▸ **DIRECTIONS FOR THIS TASK**:
In the text on sustainability labels, how many criteria must be met for the Grüner Knopf label?

▸ **SOURCE EXTRACT**:
************
Posted on 20-10-2022 by Online

Sustainability labels

Sustainability labels

Nowadays, more and more (clothing) brands we sell at Twinseasons carry one or more sustainability labels. For example, brands are Fair Trade Certified, have a Bluesign label or are affiliated with the Grüner Knopf. But what do these labels mean? You can read about it in this blog!

Grüner Knopf

Three quarters of all consumers say they consider sustainable fashion important. Rightly so. They do not want to wear a T-shirt produced by people working 16 hours a day and earning a pittance. Nor do they want a product dyed with toxic chemicals. Grüner Knopf, freely translated the green button, is a label for sustainable textiles created by the German government that oversees this. It requires mandatory standards to be met to protect people and the environment. A total of 46 strict social and environmental criteria must be met, covering a broad spectrum from waste water to forced labour. Read here which criteria a product must meet to get the label and read here which criteria the company in question must meet. 


Bluesign operates in the supply chain to assess whether products are safe for the environment, workers and customers. Every textile used in the manufacture of a product is the result of a complex production process, making it difficult for a brand to evaluate all the raw materials, dyes and chemical auxiliaries supplied. Bluesign helps with this analysis at every step in the supply chain. This has led to a network of nearly 1,000 manufacturers, chemical suppliers and brands that are Bluesign system partners. Products with a Bluesign label are made entirely by manufacturers affiliated to the label and from materials coming from suppliers with the label.
************
▸ **DATA RECORDS**:
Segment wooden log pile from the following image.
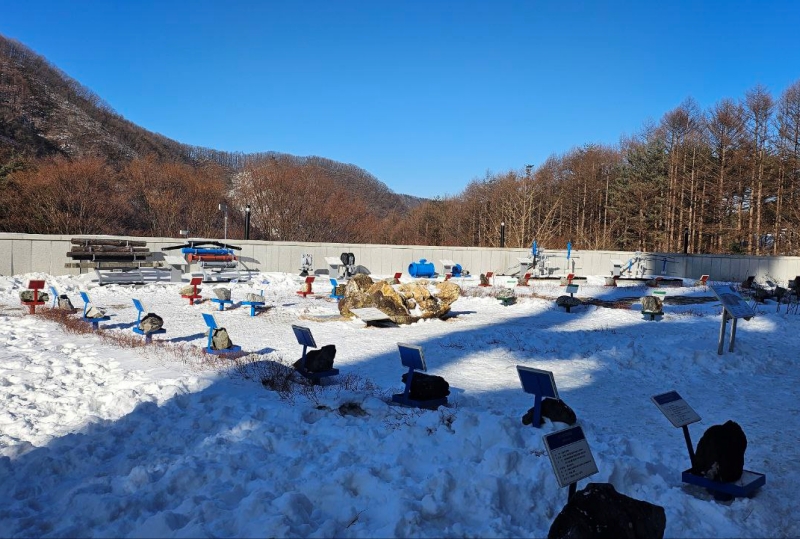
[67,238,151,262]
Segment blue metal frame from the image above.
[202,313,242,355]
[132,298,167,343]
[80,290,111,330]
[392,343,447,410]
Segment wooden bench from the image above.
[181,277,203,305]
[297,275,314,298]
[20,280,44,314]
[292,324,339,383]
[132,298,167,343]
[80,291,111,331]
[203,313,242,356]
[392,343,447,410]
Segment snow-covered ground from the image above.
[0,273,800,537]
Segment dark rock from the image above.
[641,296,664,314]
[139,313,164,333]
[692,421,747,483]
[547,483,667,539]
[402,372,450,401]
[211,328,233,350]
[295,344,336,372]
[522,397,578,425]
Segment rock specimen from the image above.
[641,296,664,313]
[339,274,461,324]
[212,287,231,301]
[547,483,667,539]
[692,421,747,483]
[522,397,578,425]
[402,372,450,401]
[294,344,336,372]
************
▸ **EXERCISE RESULT**:
A total of 46 strict social and environmental criteria.